**MATERIAL TO PROCESS**:
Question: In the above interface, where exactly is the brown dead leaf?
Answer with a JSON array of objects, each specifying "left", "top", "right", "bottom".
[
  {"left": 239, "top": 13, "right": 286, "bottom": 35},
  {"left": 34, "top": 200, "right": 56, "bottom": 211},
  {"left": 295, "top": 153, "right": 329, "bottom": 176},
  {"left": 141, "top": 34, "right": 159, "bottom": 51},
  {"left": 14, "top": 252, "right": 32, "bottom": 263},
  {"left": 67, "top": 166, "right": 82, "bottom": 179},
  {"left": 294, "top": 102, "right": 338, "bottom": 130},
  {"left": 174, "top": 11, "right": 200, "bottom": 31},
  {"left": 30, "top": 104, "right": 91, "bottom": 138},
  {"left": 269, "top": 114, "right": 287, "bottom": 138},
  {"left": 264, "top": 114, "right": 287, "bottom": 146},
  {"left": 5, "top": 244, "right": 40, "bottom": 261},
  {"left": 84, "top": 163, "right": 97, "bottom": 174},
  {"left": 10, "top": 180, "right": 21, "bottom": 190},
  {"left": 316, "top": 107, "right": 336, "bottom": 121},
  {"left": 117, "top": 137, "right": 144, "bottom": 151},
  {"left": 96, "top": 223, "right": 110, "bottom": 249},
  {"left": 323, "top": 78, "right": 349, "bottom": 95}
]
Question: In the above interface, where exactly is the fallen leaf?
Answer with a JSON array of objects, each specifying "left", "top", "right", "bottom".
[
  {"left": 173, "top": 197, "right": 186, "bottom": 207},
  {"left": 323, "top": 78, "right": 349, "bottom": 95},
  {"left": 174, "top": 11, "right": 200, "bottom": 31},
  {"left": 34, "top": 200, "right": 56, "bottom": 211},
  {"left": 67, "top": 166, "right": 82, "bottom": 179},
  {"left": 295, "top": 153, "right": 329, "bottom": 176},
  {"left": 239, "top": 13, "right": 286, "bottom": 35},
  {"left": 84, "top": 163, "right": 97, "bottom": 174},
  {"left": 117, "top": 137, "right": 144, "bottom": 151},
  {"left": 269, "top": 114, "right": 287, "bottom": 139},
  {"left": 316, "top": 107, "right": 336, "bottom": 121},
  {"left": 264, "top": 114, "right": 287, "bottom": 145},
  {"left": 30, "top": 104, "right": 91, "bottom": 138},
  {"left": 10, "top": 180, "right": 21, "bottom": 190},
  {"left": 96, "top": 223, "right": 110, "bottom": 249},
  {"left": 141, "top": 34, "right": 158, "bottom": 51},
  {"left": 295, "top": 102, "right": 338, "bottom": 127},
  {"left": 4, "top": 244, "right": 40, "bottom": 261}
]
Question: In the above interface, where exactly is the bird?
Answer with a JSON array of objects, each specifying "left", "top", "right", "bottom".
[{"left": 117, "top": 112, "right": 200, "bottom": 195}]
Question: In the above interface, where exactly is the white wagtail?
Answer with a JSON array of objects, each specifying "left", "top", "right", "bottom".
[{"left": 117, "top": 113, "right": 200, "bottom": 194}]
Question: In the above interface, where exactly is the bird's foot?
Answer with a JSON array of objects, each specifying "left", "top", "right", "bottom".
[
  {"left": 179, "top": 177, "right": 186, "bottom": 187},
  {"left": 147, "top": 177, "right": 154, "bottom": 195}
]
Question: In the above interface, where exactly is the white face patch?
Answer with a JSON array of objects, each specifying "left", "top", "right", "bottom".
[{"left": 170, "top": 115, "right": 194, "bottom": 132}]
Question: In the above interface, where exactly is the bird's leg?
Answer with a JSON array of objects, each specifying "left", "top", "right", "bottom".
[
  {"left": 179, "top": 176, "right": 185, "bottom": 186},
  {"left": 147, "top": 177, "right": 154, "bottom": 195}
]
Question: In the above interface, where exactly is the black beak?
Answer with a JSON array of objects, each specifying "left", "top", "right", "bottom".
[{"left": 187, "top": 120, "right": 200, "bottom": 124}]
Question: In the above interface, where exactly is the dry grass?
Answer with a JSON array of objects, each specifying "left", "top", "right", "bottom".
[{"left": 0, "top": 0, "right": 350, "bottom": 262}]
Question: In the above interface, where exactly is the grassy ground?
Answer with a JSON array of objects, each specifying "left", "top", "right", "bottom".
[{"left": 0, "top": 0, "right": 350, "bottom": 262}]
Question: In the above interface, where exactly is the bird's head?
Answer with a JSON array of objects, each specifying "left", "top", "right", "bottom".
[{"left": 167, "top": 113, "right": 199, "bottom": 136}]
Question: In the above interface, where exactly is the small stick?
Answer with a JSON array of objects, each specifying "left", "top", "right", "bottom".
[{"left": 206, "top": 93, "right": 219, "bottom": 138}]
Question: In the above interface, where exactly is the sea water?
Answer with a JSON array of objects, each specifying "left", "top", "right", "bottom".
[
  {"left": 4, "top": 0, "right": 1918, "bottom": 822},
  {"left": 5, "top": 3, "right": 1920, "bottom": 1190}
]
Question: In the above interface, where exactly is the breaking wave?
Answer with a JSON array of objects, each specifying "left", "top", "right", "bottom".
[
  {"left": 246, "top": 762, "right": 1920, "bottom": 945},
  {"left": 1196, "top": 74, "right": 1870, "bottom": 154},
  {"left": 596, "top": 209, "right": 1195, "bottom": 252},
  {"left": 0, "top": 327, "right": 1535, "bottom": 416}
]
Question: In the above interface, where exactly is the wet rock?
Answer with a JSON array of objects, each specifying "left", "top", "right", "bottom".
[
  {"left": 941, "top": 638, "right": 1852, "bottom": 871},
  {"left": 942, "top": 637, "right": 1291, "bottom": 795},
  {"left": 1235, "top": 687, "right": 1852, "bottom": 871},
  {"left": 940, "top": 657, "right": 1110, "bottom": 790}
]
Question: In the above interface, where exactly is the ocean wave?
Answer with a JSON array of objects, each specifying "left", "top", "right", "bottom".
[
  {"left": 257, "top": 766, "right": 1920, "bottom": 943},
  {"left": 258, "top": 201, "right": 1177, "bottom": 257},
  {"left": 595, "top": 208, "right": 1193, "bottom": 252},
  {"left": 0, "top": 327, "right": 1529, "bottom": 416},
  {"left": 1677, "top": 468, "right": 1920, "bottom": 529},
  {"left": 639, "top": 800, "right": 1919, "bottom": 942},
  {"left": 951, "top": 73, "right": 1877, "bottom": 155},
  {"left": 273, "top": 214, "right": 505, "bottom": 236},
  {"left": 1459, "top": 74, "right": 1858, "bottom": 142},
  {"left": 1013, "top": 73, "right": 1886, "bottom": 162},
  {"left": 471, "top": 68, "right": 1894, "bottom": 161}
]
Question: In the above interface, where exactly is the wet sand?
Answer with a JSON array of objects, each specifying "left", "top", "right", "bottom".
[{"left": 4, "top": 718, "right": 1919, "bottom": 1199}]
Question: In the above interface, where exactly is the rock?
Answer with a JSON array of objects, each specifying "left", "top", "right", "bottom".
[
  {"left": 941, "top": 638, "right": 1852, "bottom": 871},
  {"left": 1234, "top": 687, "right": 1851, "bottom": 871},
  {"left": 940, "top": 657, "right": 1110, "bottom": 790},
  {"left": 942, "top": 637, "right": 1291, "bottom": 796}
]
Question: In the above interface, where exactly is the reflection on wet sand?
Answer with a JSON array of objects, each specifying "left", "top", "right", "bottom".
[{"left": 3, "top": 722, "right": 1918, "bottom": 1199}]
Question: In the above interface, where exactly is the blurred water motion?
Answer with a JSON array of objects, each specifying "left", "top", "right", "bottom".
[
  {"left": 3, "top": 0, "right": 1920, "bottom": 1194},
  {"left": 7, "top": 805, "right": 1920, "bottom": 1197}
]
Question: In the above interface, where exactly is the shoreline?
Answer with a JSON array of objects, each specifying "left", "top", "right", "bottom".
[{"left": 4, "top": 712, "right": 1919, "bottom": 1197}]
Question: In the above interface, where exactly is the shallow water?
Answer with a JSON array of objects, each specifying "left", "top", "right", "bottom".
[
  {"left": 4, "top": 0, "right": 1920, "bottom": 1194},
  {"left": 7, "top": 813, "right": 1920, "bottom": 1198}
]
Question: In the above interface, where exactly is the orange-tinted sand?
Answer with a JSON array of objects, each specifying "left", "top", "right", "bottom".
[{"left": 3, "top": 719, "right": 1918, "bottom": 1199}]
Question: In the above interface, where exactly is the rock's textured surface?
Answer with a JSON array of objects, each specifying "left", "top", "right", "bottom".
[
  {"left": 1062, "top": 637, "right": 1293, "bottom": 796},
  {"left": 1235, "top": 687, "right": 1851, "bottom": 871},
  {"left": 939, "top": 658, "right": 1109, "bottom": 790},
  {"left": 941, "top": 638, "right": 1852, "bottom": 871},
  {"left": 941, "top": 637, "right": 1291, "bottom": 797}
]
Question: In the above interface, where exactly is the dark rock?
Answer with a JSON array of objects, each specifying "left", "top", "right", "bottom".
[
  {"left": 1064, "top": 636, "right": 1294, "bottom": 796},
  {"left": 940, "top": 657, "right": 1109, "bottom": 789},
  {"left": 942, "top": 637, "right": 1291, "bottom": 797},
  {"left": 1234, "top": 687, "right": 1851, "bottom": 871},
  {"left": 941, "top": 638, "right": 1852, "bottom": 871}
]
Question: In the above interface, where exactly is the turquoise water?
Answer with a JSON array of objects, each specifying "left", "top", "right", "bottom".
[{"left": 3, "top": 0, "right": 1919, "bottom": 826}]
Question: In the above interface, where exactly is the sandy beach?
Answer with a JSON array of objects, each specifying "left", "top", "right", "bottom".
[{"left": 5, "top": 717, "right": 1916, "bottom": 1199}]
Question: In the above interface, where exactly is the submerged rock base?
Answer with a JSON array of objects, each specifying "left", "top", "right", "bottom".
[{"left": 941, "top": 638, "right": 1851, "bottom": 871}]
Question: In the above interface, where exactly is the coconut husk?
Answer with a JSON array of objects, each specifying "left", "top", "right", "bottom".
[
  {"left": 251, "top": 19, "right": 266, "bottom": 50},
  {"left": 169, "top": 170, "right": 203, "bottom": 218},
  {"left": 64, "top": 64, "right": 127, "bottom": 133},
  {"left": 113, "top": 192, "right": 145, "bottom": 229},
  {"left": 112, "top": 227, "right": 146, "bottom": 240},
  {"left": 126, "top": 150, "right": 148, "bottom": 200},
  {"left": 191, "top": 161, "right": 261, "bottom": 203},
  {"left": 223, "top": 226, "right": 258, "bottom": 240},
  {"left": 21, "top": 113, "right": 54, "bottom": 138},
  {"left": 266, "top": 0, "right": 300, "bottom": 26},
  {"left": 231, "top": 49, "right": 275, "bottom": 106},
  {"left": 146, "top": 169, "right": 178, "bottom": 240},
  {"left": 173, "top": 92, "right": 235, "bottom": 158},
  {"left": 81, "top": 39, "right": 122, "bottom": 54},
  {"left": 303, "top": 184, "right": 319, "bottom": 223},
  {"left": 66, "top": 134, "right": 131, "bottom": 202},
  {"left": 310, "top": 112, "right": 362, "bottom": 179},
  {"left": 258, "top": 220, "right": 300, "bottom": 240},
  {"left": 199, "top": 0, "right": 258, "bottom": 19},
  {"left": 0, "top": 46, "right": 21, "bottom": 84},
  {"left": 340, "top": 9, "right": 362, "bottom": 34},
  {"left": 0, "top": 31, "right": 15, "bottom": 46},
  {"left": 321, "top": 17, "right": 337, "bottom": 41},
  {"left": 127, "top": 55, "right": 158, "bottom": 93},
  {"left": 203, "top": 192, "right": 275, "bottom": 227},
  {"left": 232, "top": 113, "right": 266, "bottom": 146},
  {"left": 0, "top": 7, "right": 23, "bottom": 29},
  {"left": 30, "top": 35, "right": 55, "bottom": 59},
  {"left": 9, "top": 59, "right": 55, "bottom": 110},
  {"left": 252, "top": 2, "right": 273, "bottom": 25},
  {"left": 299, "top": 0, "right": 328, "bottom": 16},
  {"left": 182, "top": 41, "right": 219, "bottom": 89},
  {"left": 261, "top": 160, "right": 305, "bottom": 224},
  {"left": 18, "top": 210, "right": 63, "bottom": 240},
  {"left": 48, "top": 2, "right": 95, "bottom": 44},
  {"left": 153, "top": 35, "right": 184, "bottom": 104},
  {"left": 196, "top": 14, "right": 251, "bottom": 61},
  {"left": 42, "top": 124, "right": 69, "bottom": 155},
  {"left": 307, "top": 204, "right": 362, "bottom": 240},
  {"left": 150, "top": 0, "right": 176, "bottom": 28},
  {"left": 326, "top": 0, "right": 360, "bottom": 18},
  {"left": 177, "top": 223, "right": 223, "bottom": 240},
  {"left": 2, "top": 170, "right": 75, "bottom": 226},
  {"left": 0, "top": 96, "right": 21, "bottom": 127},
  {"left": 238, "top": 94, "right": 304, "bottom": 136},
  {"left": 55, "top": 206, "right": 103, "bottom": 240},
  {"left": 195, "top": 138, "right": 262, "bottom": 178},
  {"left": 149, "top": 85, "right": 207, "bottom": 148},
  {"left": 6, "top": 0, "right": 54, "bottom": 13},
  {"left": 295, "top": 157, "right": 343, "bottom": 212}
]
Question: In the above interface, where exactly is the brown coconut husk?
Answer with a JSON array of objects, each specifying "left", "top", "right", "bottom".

**YOUR TASK**: Out of the data above, give again only the lines starting at the one holding "is the shoreline?" and ending at the one holding "Question: In the above interface, where exactly is the submerged", unchanged.

**WRITTEN SOLUTION**:
Question: In the above interface, where exactly is the shoreline?
Answer with a JSON array of objects, each specifying "left", "top", "right", "bottom".
[{"left": 4, "top": 712, "right": 1919, "bottom": 1197}]
Question: In the above interface, where exactly is the shallow water?
Answer with a JSON array of objects, each specifying "left", "top", "right", "bottom".
[
  {"left": 4, "top": 0, "right": 1920, "bottom": 1194},
  {"left": 7, "top": 813, "right": 1920, "bottom": 1198}
]
Question: In the above interface, where exactly is the orange-tinted sand?
Answer with a JSON array of objects, each specifying "left", "top", "right", "bottom".
[{"left": 3, "top": 719, "right": 1918, "bottom": 1199}]
Question: In the above interface, where exactly is the rock's textured surface?
Answer with a JSON array of objects, each specifying "left", "top", "right", "bottom".
[
  {"left": 1062, "top": 637, "right": 1293, "bottom": 796},
  {"left": 1235, "top": 687, "right": 1851, "bottom": 871},
  {"left": 939, "top": 658, "right": 1109, "bottom": 790},
  {"left": 941, "top": 638, "right": 1852, "bottom": 871},
  {"left": 941, "top": 637, "right": 1291, "bottom": 797}
]
Question: In the above interface, where exactly is the dark rock?
Answer with a JSON array of objects, each specifying "left", "top", "right", "bottom".
[
  {"left": 1064, "top": 636, "right": 1294, "bottom": 796},
  {"left": 940, "top": 657, "right": 1109, "bottom": 789},
  {"left": 942, "top": 637, "right": 1291, "bottom": 797},
  {"left": 1234, "top": 687, "right": 1851, "bottom": 871},
  {"left": 941, "top": 638, "right": 1852, "bottom": 871}
]
Question: In the above interface, where exactly is the turquoise water?
Answer with a JSON array of objects, each specifying "left", "top", "right", "bottom".
[{"left": 3, "top": 0, "right": 1919, "bottom": 826}]
Question: In the above interface, where exactly is the sandy beach?
Answer with a JSON array of objects, each specifying "left", "top", "right", "bottom".
[{"left": 5, "top": 717, "right": 1916, "bottom": 1199}]
Question: In the above interface, where exactly is the submerged rock base?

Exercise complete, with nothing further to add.